*** Opening Supplied data ***

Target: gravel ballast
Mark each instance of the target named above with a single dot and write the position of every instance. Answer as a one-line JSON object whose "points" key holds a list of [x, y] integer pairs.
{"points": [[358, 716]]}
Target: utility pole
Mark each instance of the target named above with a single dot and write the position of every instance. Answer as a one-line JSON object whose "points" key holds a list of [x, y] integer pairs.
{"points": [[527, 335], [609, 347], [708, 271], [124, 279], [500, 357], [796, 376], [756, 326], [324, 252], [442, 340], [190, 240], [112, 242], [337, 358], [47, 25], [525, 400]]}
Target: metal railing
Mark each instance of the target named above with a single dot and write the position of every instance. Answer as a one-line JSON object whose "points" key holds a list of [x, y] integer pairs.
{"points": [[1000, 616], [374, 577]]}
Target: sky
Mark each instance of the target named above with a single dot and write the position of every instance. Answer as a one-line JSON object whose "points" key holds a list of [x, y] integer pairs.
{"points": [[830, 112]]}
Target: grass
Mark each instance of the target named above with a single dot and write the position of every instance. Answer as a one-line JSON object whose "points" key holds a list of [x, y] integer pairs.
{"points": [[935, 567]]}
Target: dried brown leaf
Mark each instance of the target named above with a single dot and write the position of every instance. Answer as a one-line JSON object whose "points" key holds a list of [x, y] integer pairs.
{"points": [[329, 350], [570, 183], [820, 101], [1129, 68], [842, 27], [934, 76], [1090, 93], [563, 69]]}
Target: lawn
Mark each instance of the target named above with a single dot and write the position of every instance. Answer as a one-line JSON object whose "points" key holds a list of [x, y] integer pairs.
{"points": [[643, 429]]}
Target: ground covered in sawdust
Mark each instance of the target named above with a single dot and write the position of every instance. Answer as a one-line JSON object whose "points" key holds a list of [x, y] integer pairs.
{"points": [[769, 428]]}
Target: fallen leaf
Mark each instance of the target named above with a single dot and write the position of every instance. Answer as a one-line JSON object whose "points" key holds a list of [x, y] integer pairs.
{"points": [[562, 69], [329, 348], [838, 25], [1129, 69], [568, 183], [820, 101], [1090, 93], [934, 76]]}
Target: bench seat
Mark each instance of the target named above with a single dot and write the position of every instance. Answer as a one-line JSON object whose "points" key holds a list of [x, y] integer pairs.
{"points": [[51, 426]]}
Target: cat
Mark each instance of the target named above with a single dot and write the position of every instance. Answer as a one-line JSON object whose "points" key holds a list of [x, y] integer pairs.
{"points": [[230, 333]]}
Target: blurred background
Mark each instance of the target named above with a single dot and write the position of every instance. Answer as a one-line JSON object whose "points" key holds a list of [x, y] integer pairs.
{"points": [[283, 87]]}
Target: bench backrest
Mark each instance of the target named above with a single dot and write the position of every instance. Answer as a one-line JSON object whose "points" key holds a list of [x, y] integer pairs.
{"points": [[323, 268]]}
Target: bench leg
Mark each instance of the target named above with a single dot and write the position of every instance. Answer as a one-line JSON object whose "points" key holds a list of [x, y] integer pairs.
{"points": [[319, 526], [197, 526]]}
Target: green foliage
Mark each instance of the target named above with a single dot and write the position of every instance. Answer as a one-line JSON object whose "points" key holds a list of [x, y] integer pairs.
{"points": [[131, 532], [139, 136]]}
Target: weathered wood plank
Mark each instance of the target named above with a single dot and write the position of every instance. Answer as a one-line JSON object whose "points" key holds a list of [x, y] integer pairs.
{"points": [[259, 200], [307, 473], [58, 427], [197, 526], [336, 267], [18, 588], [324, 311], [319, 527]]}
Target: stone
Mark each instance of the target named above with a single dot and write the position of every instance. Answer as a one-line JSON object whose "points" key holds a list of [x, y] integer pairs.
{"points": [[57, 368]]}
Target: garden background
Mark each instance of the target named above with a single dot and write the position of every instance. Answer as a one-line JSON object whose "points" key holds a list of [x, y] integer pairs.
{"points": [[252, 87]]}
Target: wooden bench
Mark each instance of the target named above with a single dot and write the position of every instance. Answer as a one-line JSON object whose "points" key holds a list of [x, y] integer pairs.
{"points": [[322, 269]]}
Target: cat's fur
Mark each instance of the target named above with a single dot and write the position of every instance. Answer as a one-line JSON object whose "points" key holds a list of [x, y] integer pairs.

*** Closing Supplied data ***

## To do
Output an exact copy of the lines from the one holding "Target: wooden bench" to the last line of the data, inclusive, and nothing beyond that range.

## Completed task
Target: wooden bench
Mark each instance of the target named above with a single dot and write the position of every instance. Answer as a one-line JSON object whose "points" key holds a list of [x, y] integer pairs.
{"points": [[322, 269]]}
Target: cat's fur
Mark each instance of the target named above with a single dot and write the position of every instance. Answer as a one-line JSON object whose "points" key holds a list of [x, y] integer pairs.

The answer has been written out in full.